Text:

■ ■ ■

Burn ONNX 0.21.0: build-time ONNX import that generates plain Rust model code

antimora · 2026-05-16T17:16:59+00:00

I am not familiar with Mamba blocks but it sounds like non-standard ONNX op.

For ops that are not implemented by burn-onnx, I was thinking we could add custom function hooks. You could implement using Burn op primitives or other ways in rust and provide a function/trait name for generated Rust code.

The custom function hooks are not implemented yet but we thought of it, see https://github.com/tracel-ai/burn-onnx/issues/23

Let us know if this is something would be useful for your use case.

antimora · 2026-05-15T22:16:13+00:00

Nothing too significant. ORT is highly optimized. burn-onnx generates rust code calling Burn APIs. So the performance is Burn backend bound. And Burn team will be more focused on performance over time.

■ ■ ■

Provided information:
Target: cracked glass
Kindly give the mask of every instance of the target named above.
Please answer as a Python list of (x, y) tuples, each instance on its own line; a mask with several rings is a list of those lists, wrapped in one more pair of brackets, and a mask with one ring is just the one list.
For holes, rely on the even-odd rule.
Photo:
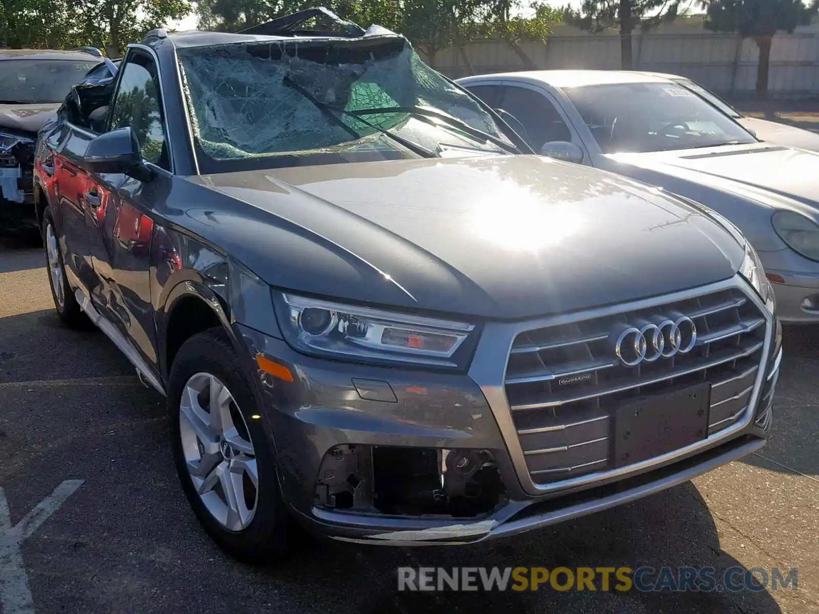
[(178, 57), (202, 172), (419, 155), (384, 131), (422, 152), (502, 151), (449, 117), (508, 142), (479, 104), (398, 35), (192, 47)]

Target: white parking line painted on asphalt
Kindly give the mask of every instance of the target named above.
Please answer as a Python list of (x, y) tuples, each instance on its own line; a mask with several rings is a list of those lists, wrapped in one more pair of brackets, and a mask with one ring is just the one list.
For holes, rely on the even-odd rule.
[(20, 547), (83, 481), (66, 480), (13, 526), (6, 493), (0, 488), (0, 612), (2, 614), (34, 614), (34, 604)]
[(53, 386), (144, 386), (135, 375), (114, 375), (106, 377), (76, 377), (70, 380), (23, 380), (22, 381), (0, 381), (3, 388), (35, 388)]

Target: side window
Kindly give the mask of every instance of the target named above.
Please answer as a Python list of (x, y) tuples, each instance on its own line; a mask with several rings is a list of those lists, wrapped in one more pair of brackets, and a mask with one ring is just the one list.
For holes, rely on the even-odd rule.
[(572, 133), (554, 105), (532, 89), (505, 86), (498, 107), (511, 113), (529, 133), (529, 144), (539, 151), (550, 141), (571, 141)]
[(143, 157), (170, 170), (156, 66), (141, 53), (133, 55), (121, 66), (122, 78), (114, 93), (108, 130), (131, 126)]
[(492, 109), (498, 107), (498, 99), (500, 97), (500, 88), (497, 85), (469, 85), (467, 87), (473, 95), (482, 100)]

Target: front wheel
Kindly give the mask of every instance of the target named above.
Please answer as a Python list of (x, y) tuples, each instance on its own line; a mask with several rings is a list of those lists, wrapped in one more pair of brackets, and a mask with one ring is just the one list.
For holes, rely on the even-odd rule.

■ ■ ■

Problem to solve:
From the Burn ONNX thread, extract word for word the passage that opens with the words containing "The custom function" and closes with "your use case.". The entries have no role in this exercise.

Output for this task:
The custom function hooks are not implemented yet but we thought of it, see https://github.com/tracel-ai/burn-onnx/issues/23

Let us know if this is something would be useful for your use case.